-- START OF DATA SUPPLIED --
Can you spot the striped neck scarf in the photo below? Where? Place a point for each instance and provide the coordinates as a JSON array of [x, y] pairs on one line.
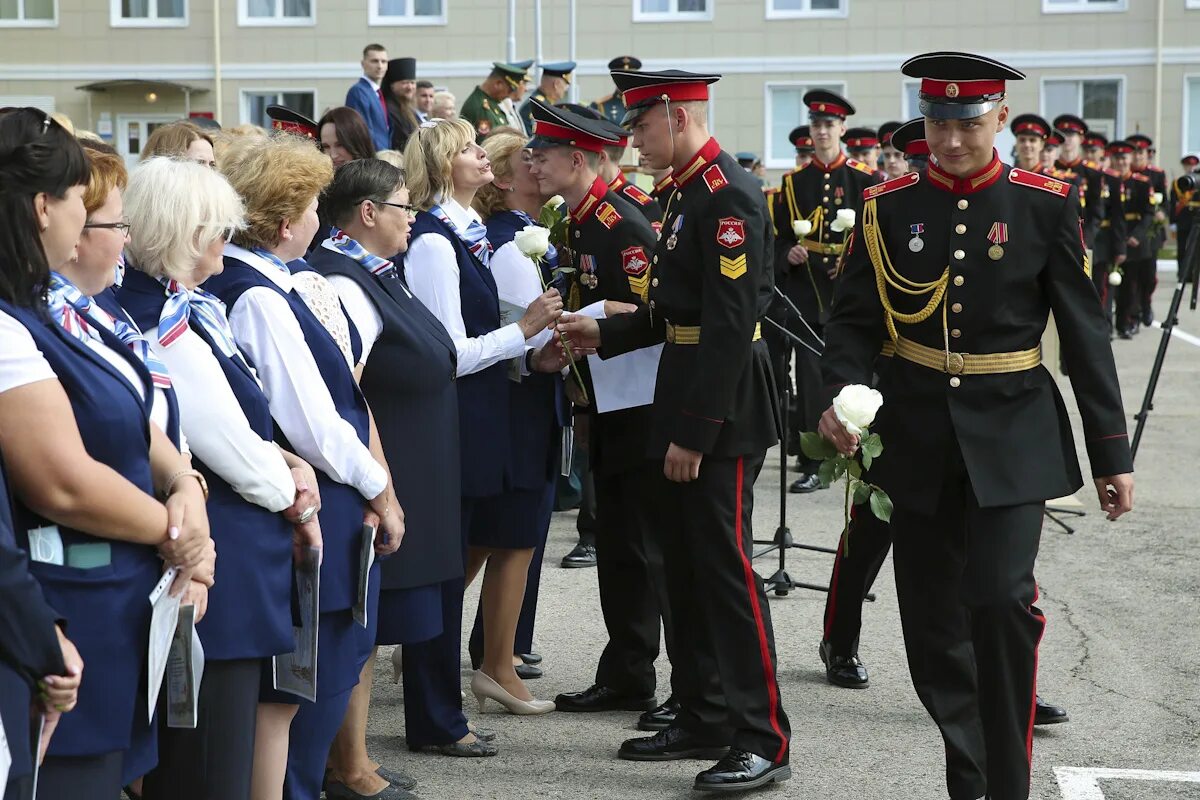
[[340, 242], [78, 314]]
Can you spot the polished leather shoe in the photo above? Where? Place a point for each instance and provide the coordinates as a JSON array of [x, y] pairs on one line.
[[601, 698], [805, 483], [670, 745], [844, 671], [1047, 714], [659, 719], [741, 770], [581, 555]]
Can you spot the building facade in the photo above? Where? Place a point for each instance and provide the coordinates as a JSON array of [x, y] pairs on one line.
[[123, 66]]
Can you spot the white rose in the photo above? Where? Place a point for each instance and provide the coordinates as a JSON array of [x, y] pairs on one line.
[[856, 407], [533, 241], [845, 221]]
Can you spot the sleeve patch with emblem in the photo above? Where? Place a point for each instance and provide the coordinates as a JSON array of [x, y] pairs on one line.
[[731, 232], [634, 260]]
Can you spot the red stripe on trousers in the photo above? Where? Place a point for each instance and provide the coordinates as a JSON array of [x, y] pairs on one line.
[[768, 671]]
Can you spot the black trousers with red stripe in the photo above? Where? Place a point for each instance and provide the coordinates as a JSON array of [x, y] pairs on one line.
[[720, 612], [966, 591]]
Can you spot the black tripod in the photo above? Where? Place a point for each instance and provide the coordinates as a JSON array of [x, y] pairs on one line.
[[1168, 325]]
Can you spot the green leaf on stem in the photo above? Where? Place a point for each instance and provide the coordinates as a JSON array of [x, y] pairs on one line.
[[816, 446], [881, 504]]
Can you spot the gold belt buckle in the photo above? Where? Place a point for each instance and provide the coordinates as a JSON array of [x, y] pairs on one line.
[[954, 364]]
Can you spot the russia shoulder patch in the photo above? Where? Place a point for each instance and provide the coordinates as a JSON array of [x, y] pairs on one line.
[[715, 179], [893, 185], [1044, 182]]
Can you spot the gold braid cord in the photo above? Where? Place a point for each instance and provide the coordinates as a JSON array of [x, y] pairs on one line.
[[886, 275]]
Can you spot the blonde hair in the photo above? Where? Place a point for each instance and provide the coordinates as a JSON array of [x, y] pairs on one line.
[[429, 158], [178, 209], [499, 148], [277, 178]]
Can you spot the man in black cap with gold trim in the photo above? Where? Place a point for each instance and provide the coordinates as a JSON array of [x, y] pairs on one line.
[[976, 435], [711, 278]]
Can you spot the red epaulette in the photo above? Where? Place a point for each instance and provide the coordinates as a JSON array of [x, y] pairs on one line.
[[635, 193], [1044, 182], [893, 185]]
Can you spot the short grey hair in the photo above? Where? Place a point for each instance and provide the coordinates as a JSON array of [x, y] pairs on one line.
[[177, 210]]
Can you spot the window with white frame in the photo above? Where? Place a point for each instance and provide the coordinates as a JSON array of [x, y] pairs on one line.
[[1098, 101], [649, 11], [29, 13], [255, 102], [1083, 6], [784, 110], [148, 13], [276, 12], [407, 12], [799, 8]]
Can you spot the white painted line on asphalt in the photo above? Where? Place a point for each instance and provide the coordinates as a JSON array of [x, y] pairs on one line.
[[1181, 335], [1083, 782]]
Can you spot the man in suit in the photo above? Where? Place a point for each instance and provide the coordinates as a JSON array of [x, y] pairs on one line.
[[366, 95]]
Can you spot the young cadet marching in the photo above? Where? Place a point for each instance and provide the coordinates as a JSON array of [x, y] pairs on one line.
[[814, 194], [714, 417], [976, 435], [609, 245]]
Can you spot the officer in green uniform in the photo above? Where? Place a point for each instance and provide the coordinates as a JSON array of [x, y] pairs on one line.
[[483, 106], [957, 270]]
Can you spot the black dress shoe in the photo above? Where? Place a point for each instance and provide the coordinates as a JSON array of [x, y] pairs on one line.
[[659, 719], [601, 698], [805, 483], [670, 745], [581, 555], [741, 770], [844, 671], [1047, 714], [525, 672]]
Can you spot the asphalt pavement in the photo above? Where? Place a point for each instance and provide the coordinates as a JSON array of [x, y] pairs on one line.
[[1121, 649]]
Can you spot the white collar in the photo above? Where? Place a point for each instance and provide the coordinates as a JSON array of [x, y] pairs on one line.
[[276, 276]]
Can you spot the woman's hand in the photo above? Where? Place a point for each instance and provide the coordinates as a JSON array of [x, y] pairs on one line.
[[540, 313]]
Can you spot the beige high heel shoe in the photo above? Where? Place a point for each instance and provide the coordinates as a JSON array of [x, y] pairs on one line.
[[485, 689]]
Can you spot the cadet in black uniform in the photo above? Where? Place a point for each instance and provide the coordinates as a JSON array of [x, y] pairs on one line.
[[813, 196], [714, 417], [975, 431], [609, 245]]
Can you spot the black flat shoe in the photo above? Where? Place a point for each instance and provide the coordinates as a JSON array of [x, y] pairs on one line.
[[581, 555], [741, 770], [670, 745], [1047, 714], [601, 698], [659, 719], [844, 671]]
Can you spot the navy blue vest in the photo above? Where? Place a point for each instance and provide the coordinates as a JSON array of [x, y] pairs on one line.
[[250, 609], [484, 395], [106, 607], [341, 513]]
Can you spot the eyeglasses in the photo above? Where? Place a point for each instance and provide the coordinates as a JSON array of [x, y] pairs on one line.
[[123, 227]]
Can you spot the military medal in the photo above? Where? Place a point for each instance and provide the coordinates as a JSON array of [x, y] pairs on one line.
[[997, 236], [917, 244]]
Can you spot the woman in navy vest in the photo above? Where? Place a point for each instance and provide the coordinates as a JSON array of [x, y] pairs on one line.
[[539, 408], [256, 493], [319, 414], [84, 459], [447, 266]]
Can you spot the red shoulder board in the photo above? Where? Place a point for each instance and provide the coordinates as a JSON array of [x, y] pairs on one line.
[[607, 215], [1044, 182], [715, 179], [904, 181], [635, 193], [859, 166]]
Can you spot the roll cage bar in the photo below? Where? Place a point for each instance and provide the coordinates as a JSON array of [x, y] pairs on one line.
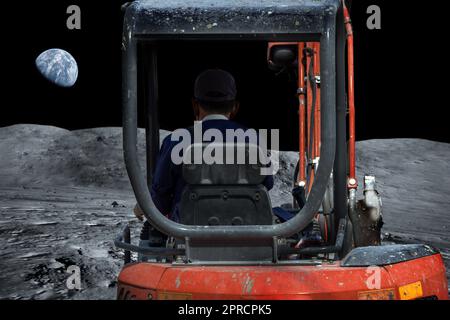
[[286, 20]]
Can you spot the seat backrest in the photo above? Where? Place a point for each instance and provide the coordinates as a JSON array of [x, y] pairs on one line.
[[225, 194]]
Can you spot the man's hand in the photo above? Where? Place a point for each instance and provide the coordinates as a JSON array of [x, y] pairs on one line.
[[138, 212]]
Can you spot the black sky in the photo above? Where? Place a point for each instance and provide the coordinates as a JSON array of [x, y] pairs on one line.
[[399, 91]]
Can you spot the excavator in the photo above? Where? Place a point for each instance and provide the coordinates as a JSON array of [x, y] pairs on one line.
[[228, 244]]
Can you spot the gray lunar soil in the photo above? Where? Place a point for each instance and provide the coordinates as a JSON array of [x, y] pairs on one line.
[[65, 195]]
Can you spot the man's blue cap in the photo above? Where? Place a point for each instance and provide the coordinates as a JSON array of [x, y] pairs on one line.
[[215, 85]]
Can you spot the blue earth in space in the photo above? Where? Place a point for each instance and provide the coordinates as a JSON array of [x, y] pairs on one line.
[[58, 66]]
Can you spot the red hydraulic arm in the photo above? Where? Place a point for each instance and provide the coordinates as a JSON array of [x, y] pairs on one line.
[[352, 181]]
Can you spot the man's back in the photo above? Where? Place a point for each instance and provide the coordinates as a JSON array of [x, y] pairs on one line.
[[168, 183]]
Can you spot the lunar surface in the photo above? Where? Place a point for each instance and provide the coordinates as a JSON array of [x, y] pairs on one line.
[[58, 66], [65, 195]]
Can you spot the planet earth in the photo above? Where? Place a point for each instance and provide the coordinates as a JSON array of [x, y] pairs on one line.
[[58, 66]]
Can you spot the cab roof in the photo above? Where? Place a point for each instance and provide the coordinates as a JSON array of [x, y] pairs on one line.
[[213, 17]]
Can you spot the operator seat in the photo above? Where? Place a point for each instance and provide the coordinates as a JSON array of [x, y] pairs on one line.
[[226, 194]]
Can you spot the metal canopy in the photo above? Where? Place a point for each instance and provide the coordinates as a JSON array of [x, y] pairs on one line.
[[173, 18], [245, 17]]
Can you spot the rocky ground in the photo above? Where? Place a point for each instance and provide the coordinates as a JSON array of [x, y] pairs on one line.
[[64, 195]]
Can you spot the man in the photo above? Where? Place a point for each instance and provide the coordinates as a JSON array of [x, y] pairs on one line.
[[214, 104]]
-- END OF DATA SUPPLIED --
▶ WHAT THIS TASK INVOLVES:
Please write out, word for word, everything from the line containing "Can you spot the lunar" down to the line containing "[[58, 66], [65, 195]]", with both of those lines included.

▶ REPLY:
Can you spot the lunar surface in the photo above? Where? Place a point for each instance and provide the coordinates as a JSON array of [x, y] pairs on one line.
[[58, 66], [65, 195]]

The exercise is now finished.